== WORK ORDER ==
Copy out the abstract on men and prostate cancer patients having no one to confide in, word for word.

NO ONE TO CONFIDE IN - PREVALENCE AND THE EFFECT ON WELL-BEING AMONG 50-80 YEAR OLD MEN AND PROSTATE CANCER PATIENTS
Helgason, A.R., Adolfsson, J., Dickman, P.W. and Steineck, G., Karolinska Institute, Sweden
To investigate to what extent men in general and prostate cancer patients confide their emotional concerns, and if having no one to confide in affects well-being. A population based study. An anonymous questionnaire mailed to all 431 prostate cancer patients aged 50-80, diagnosed 1.5-2 years previously in Stockholm, Sweden and 435 randomly selected men in the same age group. Outcome measures included the extent to which the men could share emotionally taxing feelings with their partner or others and questions assessing well-being. The questionnaire was returned by 76% of the men. Approximately one in five had no one to confide in. Among men living with a partner, only one out of ten entrusted in someone other than their partner. Three out of ten men living in a relationship could not confide in their partner. Men having no one to entrust in were less content with their life and reported to be "tired" and "worn out" more often than other men. The prostate cancer patients were not more likely than men in general to have someone to confide in. The results indicate that a lack of emotional support may be a problem for many men over 50 and that traditional psychosocial support offered to most cancer patients in Sweden may not get through to male patients.

== DATA EXTRACTS ==
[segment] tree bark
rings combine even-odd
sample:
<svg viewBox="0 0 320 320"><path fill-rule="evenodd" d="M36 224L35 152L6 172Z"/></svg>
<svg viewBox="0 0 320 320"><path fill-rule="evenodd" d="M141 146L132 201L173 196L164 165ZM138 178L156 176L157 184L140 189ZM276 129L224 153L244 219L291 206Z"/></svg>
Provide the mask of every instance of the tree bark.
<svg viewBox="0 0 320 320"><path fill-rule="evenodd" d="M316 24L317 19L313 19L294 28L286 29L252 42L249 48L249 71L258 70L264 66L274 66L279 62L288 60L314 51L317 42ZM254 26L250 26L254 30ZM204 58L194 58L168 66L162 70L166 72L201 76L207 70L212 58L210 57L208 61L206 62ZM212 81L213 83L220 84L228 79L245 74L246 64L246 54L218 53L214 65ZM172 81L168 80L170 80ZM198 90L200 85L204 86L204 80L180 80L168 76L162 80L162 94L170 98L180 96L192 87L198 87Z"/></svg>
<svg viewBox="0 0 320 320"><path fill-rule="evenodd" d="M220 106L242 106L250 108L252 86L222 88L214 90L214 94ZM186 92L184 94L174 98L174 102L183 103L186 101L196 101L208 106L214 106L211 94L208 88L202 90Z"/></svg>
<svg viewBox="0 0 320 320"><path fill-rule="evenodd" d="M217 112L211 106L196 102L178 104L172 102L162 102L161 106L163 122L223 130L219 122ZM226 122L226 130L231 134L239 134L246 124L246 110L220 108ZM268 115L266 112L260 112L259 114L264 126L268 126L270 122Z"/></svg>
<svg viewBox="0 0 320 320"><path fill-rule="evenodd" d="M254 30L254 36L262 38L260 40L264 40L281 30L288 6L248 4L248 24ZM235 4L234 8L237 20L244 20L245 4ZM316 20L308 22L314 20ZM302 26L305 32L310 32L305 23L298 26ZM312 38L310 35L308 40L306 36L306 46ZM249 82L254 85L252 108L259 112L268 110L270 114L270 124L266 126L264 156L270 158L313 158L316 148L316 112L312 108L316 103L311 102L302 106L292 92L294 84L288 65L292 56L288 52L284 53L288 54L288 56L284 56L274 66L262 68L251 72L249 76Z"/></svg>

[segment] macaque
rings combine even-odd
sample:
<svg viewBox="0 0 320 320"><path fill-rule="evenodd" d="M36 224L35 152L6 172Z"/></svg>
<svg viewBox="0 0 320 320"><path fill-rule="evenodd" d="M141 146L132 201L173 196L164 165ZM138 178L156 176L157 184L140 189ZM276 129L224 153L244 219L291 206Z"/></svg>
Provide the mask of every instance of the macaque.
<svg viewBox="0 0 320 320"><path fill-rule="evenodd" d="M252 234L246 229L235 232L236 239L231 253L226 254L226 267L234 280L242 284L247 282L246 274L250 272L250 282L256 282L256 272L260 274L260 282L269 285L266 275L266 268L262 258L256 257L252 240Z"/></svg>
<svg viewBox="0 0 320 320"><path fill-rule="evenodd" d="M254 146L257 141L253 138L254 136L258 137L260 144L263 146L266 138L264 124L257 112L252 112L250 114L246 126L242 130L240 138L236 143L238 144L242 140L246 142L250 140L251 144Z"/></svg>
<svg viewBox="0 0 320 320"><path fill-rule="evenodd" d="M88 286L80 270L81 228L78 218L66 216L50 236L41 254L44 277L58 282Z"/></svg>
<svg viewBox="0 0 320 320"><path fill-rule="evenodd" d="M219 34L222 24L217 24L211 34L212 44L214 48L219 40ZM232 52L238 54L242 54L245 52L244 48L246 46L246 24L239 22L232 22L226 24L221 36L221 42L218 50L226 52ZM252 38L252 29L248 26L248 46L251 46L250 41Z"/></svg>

== TASK SOLUTION ==
NO ONE TO CONFIDE IN - PREVALENCE AND THE EFFECT ON WELL-BEING AMONG 50-80 YEAR OLD MEN AND PROSTATE CANCER PATIENTS
Helgason, A.R., Adolfsson, J., Dickman, P.W. and Steineck, G., Karolinska Institute, Sweden
To investigate to what extent men in general and prostate cancer patients confide their emotional concerns, and if having no one to confide in affects well-being. A population based study. An anonymous questionnaire mailed to all 431 prostate cancer patients aged 50-80, diagnosed 1.5-2 years previously in Stockholm, Sweden and 435 randomly selected men in the same age group. Outcome measures included the extent to which the men could share emotionally taxing feelings with their partner or others and questions assessing well-being. The questionnaire was returned by 76% of the men. Approximately one in five had no one to confide in. Among men living with a partner, only one out of ten entrusted in someone other than their partner. Three out of ten men living in a relationship could not confide in their partner. Men having no one to entrust in were less content with their life and reported to be "tired" and "worn out" more often than other men. The prostate cancer patients were not more likely than men in general to have someone to confide in. The results indicate that a lack of emotional support may be a problem for many men over 50 and that traditional psychosocial support offered to most cancer patients in Sweden may not get through to male patients.